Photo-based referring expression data
◇ ◇ ◇ ◇ ◇ ◇ ◇

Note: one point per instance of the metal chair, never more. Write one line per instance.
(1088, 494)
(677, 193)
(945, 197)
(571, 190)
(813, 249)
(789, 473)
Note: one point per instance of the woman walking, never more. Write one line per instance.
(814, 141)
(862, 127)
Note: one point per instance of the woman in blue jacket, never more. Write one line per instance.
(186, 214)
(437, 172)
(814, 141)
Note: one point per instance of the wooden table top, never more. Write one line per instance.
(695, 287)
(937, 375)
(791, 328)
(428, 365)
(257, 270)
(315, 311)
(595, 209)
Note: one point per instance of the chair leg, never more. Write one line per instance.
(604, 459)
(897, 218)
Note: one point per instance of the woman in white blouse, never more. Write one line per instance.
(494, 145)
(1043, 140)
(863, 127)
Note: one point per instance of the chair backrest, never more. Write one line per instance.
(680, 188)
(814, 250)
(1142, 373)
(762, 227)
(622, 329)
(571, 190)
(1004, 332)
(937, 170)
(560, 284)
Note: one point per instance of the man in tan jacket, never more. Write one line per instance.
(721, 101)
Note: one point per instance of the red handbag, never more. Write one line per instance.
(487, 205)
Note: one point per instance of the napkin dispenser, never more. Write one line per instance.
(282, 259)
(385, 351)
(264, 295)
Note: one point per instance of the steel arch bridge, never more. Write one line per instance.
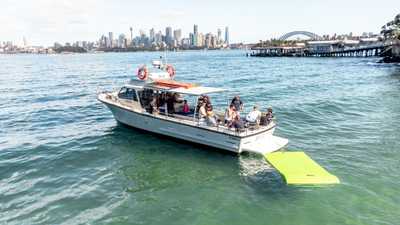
(305, 33)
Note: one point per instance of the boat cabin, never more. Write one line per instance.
(167, 98)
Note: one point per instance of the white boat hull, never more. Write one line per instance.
(195, 134)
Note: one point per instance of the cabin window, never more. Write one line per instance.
(128, 93)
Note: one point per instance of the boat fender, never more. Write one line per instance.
(142, 73)
(171, 71)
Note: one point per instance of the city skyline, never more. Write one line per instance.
(43, 22)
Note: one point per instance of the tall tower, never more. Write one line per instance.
(227, 35)
(152, 35)
(110, 39)
(219, 36)
(168, 35)
(131, 29)
(195, 35)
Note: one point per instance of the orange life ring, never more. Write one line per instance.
(171, 71)
(142, 73)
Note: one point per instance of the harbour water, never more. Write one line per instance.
(64, 159)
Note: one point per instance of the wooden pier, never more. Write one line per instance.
(331, 50)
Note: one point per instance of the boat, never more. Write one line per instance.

◇ ◇ ◇ ◇ ◇ ◇ ◇

All of the entries above should be duplicated exactly, except for the pictures.

— Finished exercise —
Note: one point per instance of the metal chair, never more. Write one line per instance.
(1088, 494)
(677, 193)
(945, 197)
(571, 190)
(813, 249)
(789, 473)
Note: one point per instance of the woman walking, never more. Write one line per instance.
(814, 141)
(862, 127)
Note: one point per instance of the woman in blue jacket, never more. Write one line per instance.
(186, 214)
(437, 172)
(814, 141)
Note: one point per instance of the wooden table top, never more. Write one line per instance.
(695, 287)
(937, 375)
(791, 328)
(428, 365)
(257, 270)
(315, 311)
(595, 209)
Note: one point per instance of the chair leg, never more. Write one line per instance.
(604, 459)
(897, 218)
Note: one point per instance of the woman in white blouse, never more. Write one line per instance.
(494, 145)
(1043, 140)
(863, 127)
Note: one point per instance of the chair backrest, never more. Write one line per instance.
(680, 188)
(814, 250)
(1142, 373)
(762, 227)
(622, 329)
(571, 190)
(1004, 332)
(937, 170)
(560, 284)
Note: one point per instance of the man in tan jacket, never more. Write one line per instance.
(721, 101)
Note: one point per instance of the red handbag, never more. Write one line per instance.
(487, 205)
Note: one point per instance of the napkin dispenser, never more. Write one line per instance.
(282, 259)
(385, 351)
(264, 295)
Note: one point per instance of the steel arch bridge, never more. Write one line per instance.
(305, 33)
Note: one point per instance of the boat cabin, never more. Write one line per instance.
(167, 98)
Note: one point per instance of the white boat hull, never more. Write one line per instance.
(195, 134)
Note: one point per instance of the cabin window, never more. Write one line per instance.
(128, 93)
Note: one point per instance of the boat fender, never more. Write one line per instance.
(142, 73)
(171, 71)
Note: one point per instance of the city skyline, never more. Write one line per instance.
(43, 22)
Note: one point per instance of the tall tower, never more. Write one line per instance.
(227, 35)
(152, 35)
(110, 39)
(219, 36)
(168, 35)
(131, 29)
(195, 35)
Note: one point per instance of the orange life ring, never more. Write one line per instance.
(171, 71)
(142, 73)
Note: one point per instance of the harbour water, never more. Write one line per instance.
(64, 159)
Note: one point per instance of the wooden pier, never more. Write one line per instance.
(331, 50)
Note: one point per instance of the boat, never more. Write one line per instance.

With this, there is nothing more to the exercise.